# SELECTED EXTRACT
>>>>

Intro to STAT 331 / 531 + Intro to R

Week 1 Day 1

Tuesday, September 24

Today we will…

Introductions

Hi, I’m Dr. Theobold!

  • I am originally from Colorado, but went to grad school in Montana.

  • My favorite things are being outside, drinking coffee, and watching women’s basketball.

A picture of my wife and I backpacking in Yosemite. We are standing in front of a large blue lake (called Thousand Islands Lake), with some snow covered, scraggly peaks in the background.

  • I love cats!

  • I’ve been programming in R since 2014!

  • I absolutely love teaching this course!

A picture of my two kitties, snuggling on the couch. Both kitties are facing each other, with their noses touching.

On a personal note…

I prefer you refer to me as “Dr. Theobold”, or “Dr. T”, or “Professor Theobold.”

Please don’t call me “Allison” or “Professor.”


I use they / them pronouns. If you are not sure what this means, I’d encourage you to read more about gender identity and pronouns. 🙂

A picture of a very pink fruit smoothie, with sprinkles on top.

Our Classroom Learning Assistant!

We will be joined in class by Jasmine.

Jasmine is…

  • a forth-year Statistics major pursuing a Data Science minor,
  • originally from Irvine, CA,
  • someone who loves sushi, hanging out with friends, watching Netflix, and working out.

You!

I am looking forward to reading your introductions on Discord!


Please read the intros of your classmates so you can discover who you will be learning with this quarter!

Course Layout

Beginning of the Week

  • Look over the coursework page
  • Read the required chapter(s)
  • Watch the required video(s)
  • Complete the Check-ins
  • Review chapter content
  • Ask clarifying questions
  • Discuss example analyses
  • Work in pairs to complete the Practice Activity
  • Finish whatever remains of the Practice Activity
  • Complete any additional reading / videos / Check-ins

End of the Week

  • Debrief Practice Activity
  • Warm-up review
  • Start Lab Assignment
  • Finish remaining problems of the Lab Assignment
  • Complete Challenge Assignment

Labs & Challenges Due Sunday by Midnight

To keep everyone on track with the coursework, your Lab and Challenges are due by midnight every Sunday. You are permitted to request up to four (4) deadline extensions by filling out the deadline extension form.

R Basics

Data Types

  • A value is a basic unit of stuff that a program works with.

  • Values are allowed to have different data types:

  1. logical / boolean: FALSE / TRUE or 0 / 1 values.
  1. integer: whole numbers.
  1. double / float / numeric: decimal numbers.
  1. character / string - text values.

Variables

are names that refer to values.

<<<<

# TO DO
1. According to the STAT 331 / 531 course notes, why are Labs and Challenges due by midnight every Sunday? Explain in one to three sentences.
2. Answer these short questions from the STAT 331 / 531 course notes:
(a) Since what year has Dr. Theobold been programming in R?
(b) Where is the classroom learning assistant, Jasmine, originally from?
(c) How many deadline extensions may a student request?
3. Write a continuation of the STAT 331 / 531 course notes on R basics, starting after their last line.

# INFORMATION SUPPLIED

>>>>

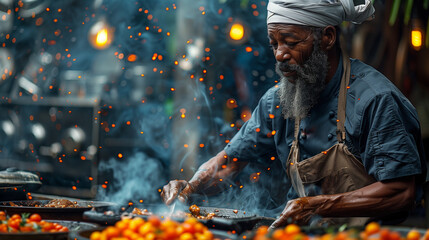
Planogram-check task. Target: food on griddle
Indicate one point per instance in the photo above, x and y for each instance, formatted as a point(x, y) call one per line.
point(61, 203)
point(54, 203)
point(141, 211)
point(26, 223)
point(195, 212)
point(154, 228)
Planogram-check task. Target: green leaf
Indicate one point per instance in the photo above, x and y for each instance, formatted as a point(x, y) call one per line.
point(408, 9)
point(25, 215)
point(394, 12)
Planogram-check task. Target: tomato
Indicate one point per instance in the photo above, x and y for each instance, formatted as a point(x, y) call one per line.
point(112, 232)
point(146, 228)
point(384, 234)
point(292, 229)
point(372, 228)
point(426, 236)
point(47, 226)
point(156, 222)
point(26, 228)
point(395, 236)
point(2, 216)
point(95, 235)
point(63, 229)
point(14, 223)
point(3, 227)
point(16, 216)
point(35, 217)
point(413, 235)
point(188, 228)
point(136, 223)
point(186, 236)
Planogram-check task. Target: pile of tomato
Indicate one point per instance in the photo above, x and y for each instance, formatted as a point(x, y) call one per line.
point(27, 223)
point(372, 231)
point(154, 229)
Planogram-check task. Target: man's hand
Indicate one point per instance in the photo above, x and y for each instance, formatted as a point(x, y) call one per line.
point(205, 180)
point(296, 211)
point(378, 199)
point(179, 189)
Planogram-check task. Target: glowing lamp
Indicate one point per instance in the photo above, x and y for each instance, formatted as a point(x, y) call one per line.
point(416, 39)
point(100, 35)
point(237, 31)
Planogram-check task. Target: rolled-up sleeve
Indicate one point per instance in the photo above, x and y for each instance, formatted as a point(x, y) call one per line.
point(254, 140)
point(389, 147)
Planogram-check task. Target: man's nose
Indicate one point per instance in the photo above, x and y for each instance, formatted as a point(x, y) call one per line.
point(282, 54)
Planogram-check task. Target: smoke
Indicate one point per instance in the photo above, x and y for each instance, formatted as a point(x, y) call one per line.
point(135, 178)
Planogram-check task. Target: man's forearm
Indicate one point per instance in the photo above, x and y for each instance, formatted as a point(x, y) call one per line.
point(377, 199)
point(214, 174)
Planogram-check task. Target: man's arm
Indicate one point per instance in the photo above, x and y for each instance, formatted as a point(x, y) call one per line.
point(209, 178)
point(377, 199)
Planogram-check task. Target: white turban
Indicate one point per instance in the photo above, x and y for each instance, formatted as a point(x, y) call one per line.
point(318, 13)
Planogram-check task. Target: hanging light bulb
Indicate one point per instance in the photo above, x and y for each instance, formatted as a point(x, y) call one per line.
point(101, 35)
point(416, 34)
point(238, 32)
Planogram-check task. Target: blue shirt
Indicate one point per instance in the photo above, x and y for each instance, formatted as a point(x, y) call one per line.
point(382, 127)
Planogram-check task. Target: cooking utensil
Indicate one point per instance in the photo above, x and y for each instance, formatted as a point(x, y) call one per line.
point(85, 234)
point(14, 184)
point(225, 219)
point(29, 206)
point(73, 226)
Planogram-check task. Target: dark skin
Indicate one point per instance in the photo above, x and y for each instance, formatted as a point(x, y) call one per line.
point(294, 44)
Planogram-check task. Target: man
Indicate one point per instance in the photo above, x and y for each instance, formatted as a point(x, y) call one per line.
point(348, 139)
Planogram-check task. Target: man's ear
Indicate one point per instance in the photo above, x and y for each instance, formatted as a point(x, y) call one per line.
point(329, 36)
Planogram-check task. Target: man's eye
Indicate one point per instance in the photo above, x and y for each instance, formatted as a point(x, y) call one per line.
point(291, 44)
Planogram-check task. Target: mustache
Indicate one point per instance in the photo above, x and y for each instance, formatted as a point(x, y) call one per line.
point(286, 67)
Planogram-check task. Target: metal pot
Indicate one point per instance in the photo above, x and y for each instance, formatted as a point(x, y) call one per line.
point(15, 184)
point(69, 213)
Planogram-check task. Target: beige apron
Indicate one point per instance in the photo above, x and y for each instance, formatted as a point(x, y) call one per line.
point(335, 170)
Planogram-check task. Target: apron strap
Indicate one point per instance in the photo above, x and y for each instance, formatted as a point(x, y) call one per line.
point(296, 131)
point(342, 96)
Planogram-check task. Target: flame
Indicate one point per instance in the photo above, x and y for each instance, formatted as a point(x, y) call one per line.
point(237, 31)
point(416, 39)
point(100, 35)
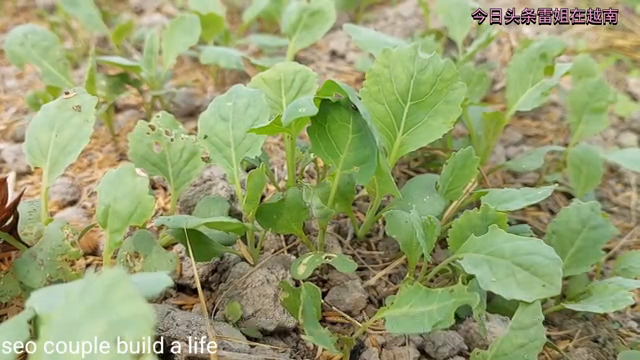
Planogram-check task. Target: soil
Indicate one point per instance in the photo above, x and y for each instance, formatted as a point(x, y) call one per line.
point(357, 296)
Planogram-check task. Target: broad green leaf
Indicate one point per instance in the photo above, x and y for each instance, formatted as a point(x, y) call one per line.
point(474, 222)
point(578, 233)
point(371, 40)
point(340, 136)
point(51, 259)
point(585, 167)
point(256, 183)
point(124, 200)
point(531, 160)
point(628, 158)
point(605, 296)
point(413, 98)
point(420, 193)
point(516, 199)
point(142, 253)
point(514, 267)
point(108, 290)
point(524, 338)
point(588, 106)
point(458, 171)
point(87, 13)
point(417, 309)
point(59, 131)
point(33, 44)
point(628, 264)
point(304, 265)
point(304, 23)
point(532, 74)
point(224, 128)
point(162, 147)
point(455, 14)
point(284, 214)
point(285, 83)
point(224, 57)
point(182, 33)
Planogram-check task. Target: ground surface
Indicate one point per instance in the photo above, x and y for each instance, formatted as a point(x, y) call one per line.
point(578, 337)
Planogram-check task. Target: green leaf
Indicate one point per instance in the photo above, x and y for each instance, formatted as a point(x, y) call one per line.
point(182, 33)
point(304, 23)
point(628, 264)
point(535, 62)
point(420, 193)
point(285, 83)
point(284, 214)
point(163, 148)
point(455, 15)
point(524, 338)
point(458, 171)
point(87, 13)
point(588, 106)
point(628, 158)
point(413, 98)
point(108, 290)
point(33, 44)
point(578, 233)
point(474, 222)
point(514, 267)
point(58, 133)
point(142, 253)
point(224, 57)
point(51, 259)
point(124, 200)
point(531, 160)
point(340, 136)
point(304, 265)
point(516, 199)
point(224, 128)
point(585, 167)
point(417, 309)
point(606, 296)
point(371, 40)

<<<<

# ANSWER LIST
1. They are due by midnight every Sunday to keep everyone on track with the coursework. Students may request up to four deadline extensions by filling out the deadline extension form.

2.
(a) 2014
(b) Irvine, CA
(c) Four

3.
  • A variable is like a container that holds something - when you refer to the container, you get whatever is stored inside.

  • We assign values to variables using the syntax object_name <- value.

    • This can be read as “object name gets value.”
message <- "So long and thanks for all the fish"
year <- 2025
the_answer <- 42.5
earth_demolished <- FALSE

Data Structures

every element has the same data type

  • Vector: a one-dimensional column of homogeneous data.

  • Matrix: the next step after a vector - it’s a set of homogenous data arranged in a two-dimensional, rectangular format.

elements can be of different types

  • List: a one-dimensional column of heterogeneous data.

  • Dataframe: a two-dimensional set of heterogeneous data arranged in a rectangular format.

Indexing

We use square brackets ([]) to access elements within data structures.

  • In R, we start indexing from 1.
vec[4]    # 4th element
vec[1:3]  # first 3 elements
mat[2, 6]  # element in row 2, col 6
mat[ , 3]   # all elements in col 3
li[[5]]    # 5th element
li$elementName # all elements in "elementName"
df[1, 2]     # element in row 1, col 2
df[17, ]     # all elements in row 17
df$colName  # all elements in the col named "colName"

Logic

We can combine logical statements using and, or, and not.

  • (X AND Y) requires that both X and Y are true.

  • (X OR Y) requires that one of X or Y is true.

  • (NOT X) is true if X is false, and false if X is true.

x <- c(TRUE, FALSE, TRUE, FALSE)
y <- c(TRUE, TRUE, FALSE, FALSE)
x & y
[1]  TRUE FALSE FALSE FALSE
x | y
[1]  TRUE  TRUE  TRUE FALSE
!x
[1] FALSE  TRUE FALSE  TRUE

Group Programming Warm-up

Broken Circles

To set the stage for your future group collaborations, we will complete an activity that explores how working in groups can be more / less successful.

Let’s start by dividing the class into groups of 6 students.

An image of whit e circles with slices cut out. The pieces are labeled A, B, C, D, and E to indicate how they should be assembled to create a complete circle.

Activity Guidelines

  1. No talking or other noises!
  2. No pointing or hand signals!
  3. No taking pieces. You may only give pieces to others.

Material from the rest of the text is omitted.